:: Supplied material

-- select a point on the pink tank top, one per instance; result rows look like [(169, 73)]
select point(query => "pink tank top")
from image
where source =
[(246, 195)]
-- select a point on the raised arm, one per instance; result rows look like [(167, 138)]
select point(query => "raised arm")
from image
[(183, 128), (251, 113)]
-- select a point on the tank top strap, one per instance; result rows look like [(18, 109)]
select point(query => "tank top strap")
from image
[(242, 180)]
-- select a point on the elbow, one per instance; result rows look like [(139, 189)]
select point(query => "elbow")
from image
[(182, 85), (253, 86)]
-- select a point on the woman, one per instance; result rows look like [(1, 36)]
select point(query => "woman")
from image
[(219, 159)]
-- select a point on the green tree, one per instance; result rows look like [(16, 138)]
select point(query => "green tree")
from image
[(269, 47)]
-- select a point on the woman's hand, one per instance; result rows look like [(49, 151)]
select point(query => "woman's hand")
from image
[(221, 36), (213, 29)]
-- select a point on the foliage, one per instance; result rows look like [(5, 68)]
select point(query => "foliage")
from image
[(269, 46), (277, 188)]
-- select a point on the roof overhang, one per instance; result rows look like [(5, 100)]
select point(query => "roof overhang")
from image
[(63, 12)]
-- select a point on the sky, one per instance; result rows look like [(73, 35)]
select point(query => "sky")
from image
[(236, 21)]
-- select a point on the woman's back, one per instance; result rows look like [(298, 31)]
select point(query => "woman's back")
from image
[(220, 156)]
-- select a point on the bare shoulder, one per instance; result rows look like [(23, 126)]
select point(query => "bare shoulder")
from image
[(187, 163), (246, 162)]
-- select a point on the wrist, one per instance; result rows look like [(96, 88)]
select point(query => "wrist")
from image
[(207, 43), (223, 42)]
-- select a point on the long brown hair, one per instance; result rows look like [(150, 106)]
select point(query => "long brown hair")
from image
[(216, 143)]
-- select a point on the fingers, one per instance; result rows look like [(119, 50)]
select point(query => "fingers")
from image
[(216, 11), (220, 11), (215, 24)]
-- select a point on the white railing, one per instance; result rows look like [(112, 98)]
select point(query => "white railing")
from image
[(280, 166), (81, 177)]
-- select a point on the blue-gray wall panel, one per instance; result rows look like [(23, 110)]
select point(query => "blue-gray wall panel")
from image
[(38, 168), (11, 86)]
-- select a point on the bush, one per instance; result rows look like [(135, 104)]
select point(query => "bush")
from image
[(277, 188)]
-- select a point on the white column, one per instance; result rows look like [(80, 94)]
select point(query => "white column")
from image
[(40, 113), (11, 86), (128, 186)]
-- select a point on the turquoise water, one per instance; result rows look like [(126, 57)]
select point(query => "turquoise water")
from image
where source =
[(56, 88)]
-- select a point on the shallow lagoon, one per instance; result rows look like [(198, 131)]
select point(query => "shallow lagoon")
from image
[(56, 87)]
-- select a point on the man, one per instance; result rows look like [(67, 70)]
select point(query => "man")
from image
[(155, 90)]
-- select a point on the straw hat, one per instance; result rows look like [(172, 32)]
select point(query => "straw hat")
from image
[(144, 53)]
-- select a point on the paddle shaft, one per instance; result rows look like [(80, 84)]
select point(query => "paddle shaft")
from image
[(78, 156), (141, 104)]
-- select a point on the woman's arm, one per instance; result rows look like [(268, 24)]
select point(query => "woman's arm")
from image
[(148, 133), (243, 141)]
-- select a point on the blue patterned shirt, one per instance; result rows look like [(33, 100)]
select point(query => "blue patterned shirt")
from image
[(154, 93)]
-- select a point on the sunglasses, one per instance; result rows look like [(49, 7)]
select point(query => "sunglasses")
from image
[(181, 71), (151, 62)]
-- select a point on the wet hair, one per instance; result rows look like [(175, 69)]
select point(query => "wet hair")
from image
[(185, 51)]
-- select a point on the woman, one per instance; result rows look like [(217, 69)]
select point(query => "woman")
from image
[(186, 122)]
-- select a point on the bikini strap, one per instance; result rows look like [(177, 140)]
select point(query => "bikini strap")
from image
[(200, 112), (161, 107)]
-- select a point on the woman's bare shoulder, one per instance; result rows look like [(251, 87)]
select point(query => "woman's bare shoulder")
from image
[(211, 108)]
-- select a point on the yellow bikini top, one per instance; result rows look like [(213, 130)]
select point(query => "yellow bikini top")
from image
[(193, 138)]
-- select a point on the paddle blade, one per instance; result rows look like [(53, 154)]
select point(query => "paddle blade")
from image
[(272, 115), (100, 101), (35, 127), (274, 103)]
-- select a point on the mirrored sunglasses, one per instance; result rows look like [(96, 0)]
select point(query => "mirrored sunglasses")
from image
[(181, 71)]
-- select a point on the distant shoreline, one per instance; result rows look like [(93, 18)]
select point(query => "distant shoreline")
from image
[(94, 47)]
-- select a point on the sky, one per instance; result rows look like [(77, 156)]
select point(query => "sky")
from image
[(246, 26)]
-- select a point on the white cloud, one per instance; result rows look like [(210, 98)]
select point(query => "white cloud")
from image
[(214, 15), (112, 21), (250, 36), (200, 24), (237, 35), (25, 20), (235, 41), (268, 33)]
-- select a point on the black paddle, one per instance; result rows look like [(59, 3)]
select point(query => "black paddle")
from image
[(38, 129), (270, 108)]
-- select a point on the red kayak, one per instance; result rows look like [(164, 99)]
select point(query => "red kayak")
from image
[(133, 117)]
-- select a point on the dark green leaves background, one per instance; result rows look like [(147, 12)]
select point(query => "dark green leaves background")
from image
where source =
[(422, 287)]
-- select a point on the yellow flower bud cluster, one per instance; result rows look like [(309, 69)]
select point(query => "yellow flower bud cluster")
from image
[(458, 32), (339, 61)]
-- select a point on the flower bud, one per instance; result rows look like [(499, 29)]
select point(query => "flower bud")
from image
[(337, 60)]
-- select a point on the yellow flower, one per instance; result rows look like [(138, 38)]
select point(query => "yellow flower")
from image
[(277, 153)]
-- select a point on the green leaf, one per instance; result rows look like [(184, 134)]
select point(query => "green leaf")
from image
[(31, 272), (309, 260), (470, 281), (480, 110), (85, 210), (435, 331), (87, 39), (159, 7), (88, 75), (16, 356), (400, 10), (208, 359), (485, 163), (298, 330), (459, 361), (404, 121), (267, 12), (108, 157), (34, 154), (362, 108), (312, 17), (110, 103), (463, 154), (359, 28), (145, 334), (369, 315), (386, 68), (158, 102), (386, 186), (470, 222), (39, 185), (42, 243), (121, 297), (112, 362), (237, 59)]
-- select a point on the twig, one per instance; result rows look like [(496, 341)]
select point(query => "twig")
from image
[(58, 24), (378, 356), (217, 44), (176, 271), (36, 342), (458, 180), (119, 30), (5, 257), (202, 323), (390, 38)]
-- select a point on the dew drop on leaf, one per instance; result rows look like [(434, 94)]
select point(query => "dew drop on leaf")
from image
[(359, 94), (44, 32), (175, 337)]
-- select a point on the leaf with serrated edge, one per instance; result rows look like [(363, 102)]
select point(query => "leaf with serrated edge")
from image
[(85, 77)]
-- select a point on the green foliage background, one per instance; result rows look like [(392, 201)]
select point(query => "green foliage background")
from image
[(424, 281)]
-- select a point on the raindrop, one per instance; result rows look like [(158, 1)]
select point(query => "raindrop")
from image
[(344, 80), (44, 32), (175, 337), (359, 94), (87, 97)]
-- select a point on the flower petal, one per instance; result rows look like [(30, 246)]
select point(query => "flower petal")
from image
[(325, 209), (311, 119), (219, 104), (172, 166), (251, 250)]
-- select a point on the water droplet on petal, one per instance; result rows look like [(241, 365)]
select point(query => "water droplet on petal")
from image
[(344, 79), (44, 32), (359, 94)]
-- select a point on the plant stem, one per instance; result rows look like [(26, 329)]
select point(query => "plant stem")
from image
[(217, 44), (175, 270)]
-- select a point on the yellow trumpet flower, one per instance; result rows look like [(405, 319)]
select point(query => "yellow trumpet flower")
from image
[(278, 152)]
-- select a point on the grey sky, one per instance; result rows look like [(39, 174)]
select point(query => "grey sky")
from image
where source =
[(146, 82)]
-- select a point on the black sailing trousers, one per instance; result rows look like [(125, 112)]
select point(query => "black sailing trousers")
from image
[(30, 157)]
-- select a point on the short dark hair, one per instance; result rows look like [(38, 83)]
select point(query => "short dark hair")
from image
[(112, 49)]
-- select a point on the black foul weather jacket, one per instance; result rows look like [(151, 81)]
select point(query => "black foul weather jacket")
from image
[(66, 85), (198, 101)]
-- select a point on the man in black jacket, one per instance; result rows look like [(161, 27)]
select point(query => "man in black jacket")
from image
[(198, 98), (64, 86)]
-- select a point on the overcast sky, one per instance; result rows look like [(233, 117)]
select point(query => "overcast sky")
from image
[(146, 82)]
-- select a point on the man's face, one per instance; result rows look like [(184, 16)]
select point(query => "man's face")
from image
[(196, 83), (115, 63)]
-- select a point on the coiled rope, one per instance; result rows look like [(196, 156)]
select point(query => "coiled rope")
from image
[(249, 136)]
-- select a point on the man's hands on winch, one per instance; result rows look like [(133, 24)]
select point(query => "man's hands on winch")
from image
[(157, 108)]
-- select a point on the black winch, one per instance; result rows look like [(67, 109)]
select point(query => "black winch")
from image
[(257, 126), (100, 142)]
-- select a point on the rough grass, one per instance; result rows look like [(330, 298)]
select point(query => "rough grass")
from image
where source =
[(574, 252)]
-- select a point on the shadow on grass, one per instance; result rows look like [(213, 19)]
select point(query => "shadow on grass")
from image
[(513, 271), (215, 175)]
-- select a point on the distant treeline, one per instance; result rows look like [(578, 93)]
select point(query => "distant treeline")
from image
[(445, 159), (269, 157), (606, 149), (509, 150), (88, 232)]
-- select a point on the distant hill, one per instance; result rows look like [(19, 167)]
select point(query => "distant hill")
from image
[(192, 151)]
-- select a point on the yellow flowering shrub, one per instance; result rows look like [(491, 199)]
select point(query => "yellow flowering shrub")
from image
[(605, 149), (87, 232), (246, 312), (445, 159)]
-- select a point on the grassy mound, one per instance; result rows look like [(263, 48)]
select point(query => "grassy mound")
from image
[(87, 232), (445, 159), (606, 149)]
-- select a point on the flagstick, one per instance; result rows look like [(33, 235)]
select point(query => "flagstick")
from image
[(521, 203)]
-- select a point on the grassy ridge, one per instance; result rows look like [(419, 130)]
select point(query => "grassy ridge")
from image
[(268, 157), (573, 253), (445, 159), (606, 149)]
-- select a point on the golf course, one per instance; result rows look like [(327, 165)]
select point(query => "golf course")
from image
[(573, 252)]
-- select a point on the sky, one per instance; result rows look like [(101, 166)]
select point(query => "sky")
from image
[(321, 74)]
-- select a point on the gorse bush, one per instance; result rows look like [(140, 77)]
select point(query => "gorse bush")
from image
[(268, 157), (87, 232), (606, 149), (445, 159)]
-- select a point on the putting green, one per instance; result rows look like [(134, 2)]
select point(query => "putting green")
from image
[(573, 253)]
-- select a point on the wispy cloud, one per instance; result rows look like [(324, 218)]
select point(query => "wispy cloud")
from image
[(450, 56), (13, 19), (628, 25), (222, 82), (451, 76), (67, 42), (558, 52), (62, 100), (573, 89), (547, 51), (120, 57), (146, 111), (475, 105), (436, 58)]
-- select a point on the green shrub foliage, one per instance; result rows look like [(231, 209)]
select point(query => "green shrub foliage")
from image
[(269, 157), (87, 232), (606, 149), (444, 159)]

::::

» **Directions for this task**:
Copy every line of the data, beginning at the line that contains "-- select a point on the green foliage" and stopping after the line that contains "[(278, 152)]". Shift each coordinate in the answers up by 43, and leave every other number unchanged.

» **Worked answer**:
-- select a point on the green foliage background, one per instance; result rows look like [(392, 201)]
select point(query => "green foliage background")
from image
[(467, 324)]
-- select a point on the raindrop, one per instance; result rows look like [(158, 1)]
select point(query => "raindrop")
from image
[(387, 123), (87, 75), (218, 380), (402, 137), (130, 140)]
-- select a point on the flower petal, one per instance; result rows look like [(30, 246)]
select point(query => "flower petal")
from image
[(368, 252), (354, 162), (262, 147), (215, 209), (294, 293)]
-- select a point on the water droplet on petal, one per instance; result rows look like [(241, 365)]
select point(query => "water droplet on petal")
from image
[(387, 122), (87, 75), (402, 137)]
-- select a point on the plant stem, one per instance; result rows look like [(26, 329)]
select point(query => "plant stem")
from image
[(260, 87), (218, 313)]
-- select a point on the yellow trumpet flower, one per instance; result rows look like [(405, 319)]
select point(query => "yellow trumpet flower")
from image
[(321, 195)]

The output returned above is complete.